======== ОТРЫВОК СО СТРАНИЦЫ ========

В основе логики Сафо (я верю, что она была именно такова) проявляется принцип калокагатии, который много лет позднее заставит афинских присяжных, увидевших нагую грудь Фрины, снять с нее обвинение в кощунстве, ибо прекрасная женщина не может быть скверной. На суде над Фриной, как уже говорилось, присяжные оказались в положении троянских старцев, увидевших Елену.

Изображать прекраснейшую из женщин эллинские художники отважились несколько раньше, чем прекраснейшую богиню. Афродита начнет свою жизнь в искусстве на Суде Париса рядом с равносильными с ней богинями. Елена же появляется вместе с Менелаем. В дальнейшем нет эпизодов, в которых она не возбуждала бы сильные чувства того или иного героя.

Ее рельефные изображения предшествуют вазописным. В Археологическом музее Спарты стоит стела равной со мной высоты: Менелай и Елена, первая треть VI века до н. э. (ил. 233). Вот они сошлись, глядя в глаза друг другу, — два неуклюжих большеголовых человека: слева он, справа она. Мужчина немолод. Повязанные лентой волосы откинуты назад и аккуратно подрезаны на уровне плеч, профиль обострен бородкой, шеи не видно. Состояние рельефа не позволяет сказать что-либо определенное о его одежде. Кажется, на нем облегающая подпоясанная туника, едва достигающая промежности. По-египетски широко шагнув на негнущихся ногах, мужчина вручает женщине венок, с улыбкой обнимает ее за шею, и от этого движения торс, очень маленький при такой большой голове и столь мощных ногах, развернулся к нам. Женщина моложе. Ее волосы, локон к локону, спадают на грудь, не скрывая высокую шею. Приняв венок, она чуть наклонила голову и, глядя на мужчину исподлобья, касается его головы, отчего ее торс с выступающими из-под хитона безупречно круглыми холмиками мы тоже видим спереди. Хитон полностью скрывает ее ноги, однако ясно, что, принимая венок, она шагнула навстречу мужчине. Он — порыв радости, она — скромное достоинство и преодолеваемое смущение. Ничего царственного. Супруги, которых Телемах увидел в Спарте за пиршественным столом, до конца жизни объединены незабываемым переживанием встречи, которую так трогательно представил лаконский скульптор.


Ил. 233. «Менелай и Елена». Первая треть VI века до н. э. Известняк, выс. 170 см. Спарта, Археологический музей.


Напрашивается сравнение с деревянной статуэткой из Самосского музея, посвященной бракосочетанию Зевса с Герой. Наверное, читатель помнит, что там божественные брат и сестра демонстрируют взаимную любовь, взыскуя внимания со стороны. Их любовь — выполнение супружеского долга космической значимости. А на рельефе в Спарте Менелай и Елена существуют только друг для друга, и им дела нет до того, видит ли их кто-нибудь.


Ил. 234. «Беотийский» погребальный пифос. Ок. 670 г. до н. э. Выс. 134 см. Миконос, Археологический музей. № 2240


Таковы легендарные царь и царица в представлении спартанцев. Но Спарта небогата памятниками искусства, и мне, к сожалению, неизвестны другие созданные там произведения, в которых взаимоотношения Менелая и Елены были бы наделены такой теплотой.

======== ИСХОДНЫЕ ДАННЫЕ ========

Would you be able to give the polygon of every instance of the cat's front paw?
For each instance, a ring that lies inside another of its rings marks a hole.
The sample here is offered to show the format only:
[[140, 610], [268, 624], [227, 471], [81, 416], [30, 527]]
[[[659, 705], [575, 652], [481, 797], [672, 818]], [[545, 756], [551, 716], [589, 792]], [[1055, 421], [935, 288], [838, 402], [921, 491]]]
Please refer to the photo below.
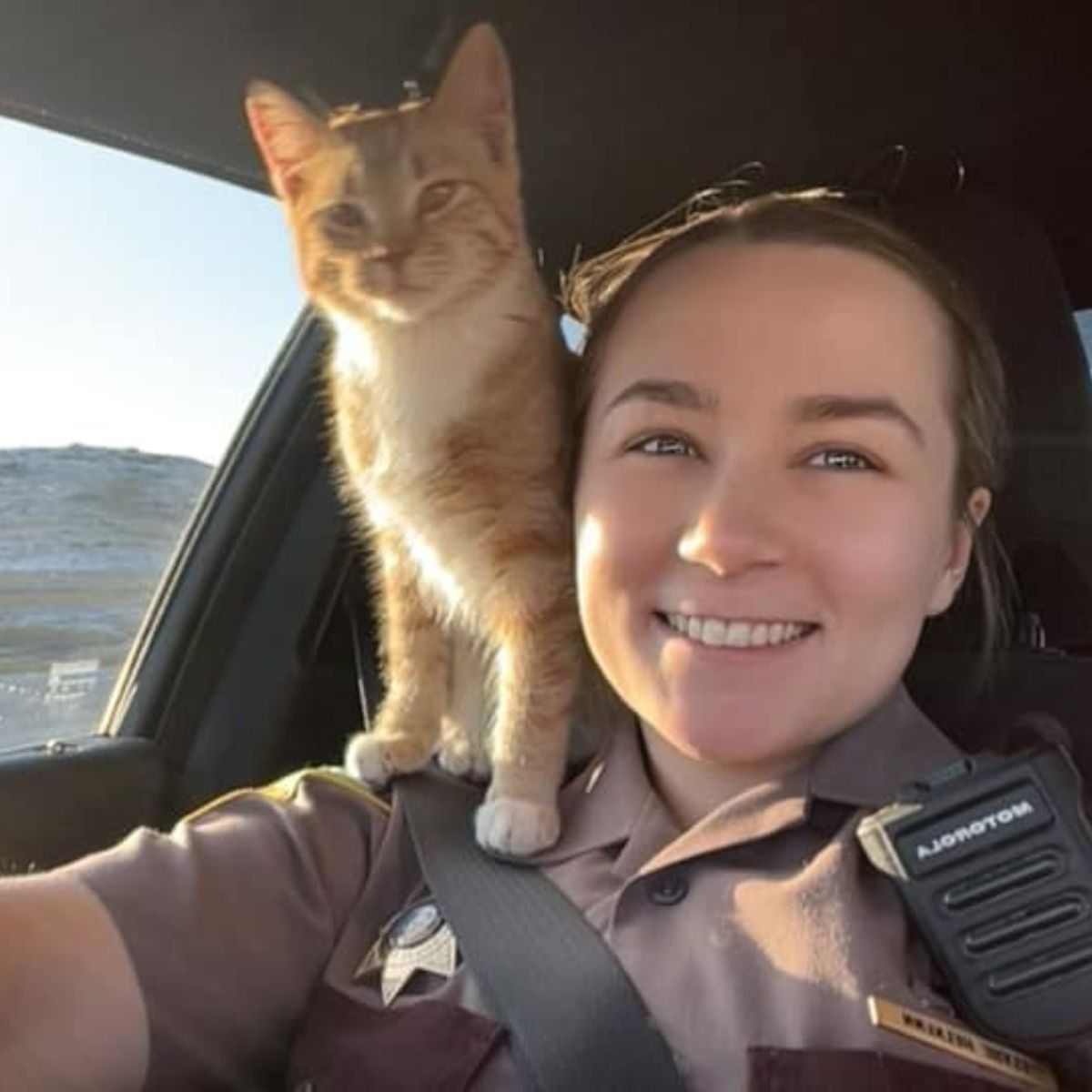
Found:
[[440, 739], [436, 760], [455, 778], [479, 782], [489, 780], [491, 763], [488, 752], [465, 736], [446, 733]]
[[413, 736], [358, 732], [345, 747], [345, 769], [372, 788], [382, 788], [400, 773], [413, 773], [431, 757], [427, 741]]
[[394, 772], [383, 756], [382, 740], [373, 732], [358, 732], [345, 747], [345, 769], [372, 788], [382, 788]]
[[561, 817], [553, 804], [509, 797], [487, 799], [474, 816], [474, 834], [488, 853], [530, 857], [553, 845], [561, 833]]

========

■ КОРОТКОЕ ЗАДАНИЕ 1 ■
Из какого материала сделана стела «Менелай и Елена» из Археологического музея Спарты, о которой говорится в отрывке?
■ КОРОТКОЕ ЗАДАНИЕ 2 ■
Воспроизведите дословно часть отрывка, начиная со слов "В основе логики" и заканчивая словами "старцев, увидевших Елену.".
Записи никак не связаны с отрывком.

■ ПОЛНЫЙ ОТВЕТ 1 ■
Из известняка.

■ ПОЛНЫЙ ОТВЕТ 2 ■
В основе логики Сафо (я верю, что она была именно такова) проявляется принцип калокагатии, который много лет позднее заставит афинских присяжных, увидевших нагую грудь Фрины, снять с нее обвинение в кощунстве, ибо прекрасная женщина не может быть скверной. На суде над Фриной, как уже говорилось, присяжные оказались в положении троянских старцев, увидевших Елену.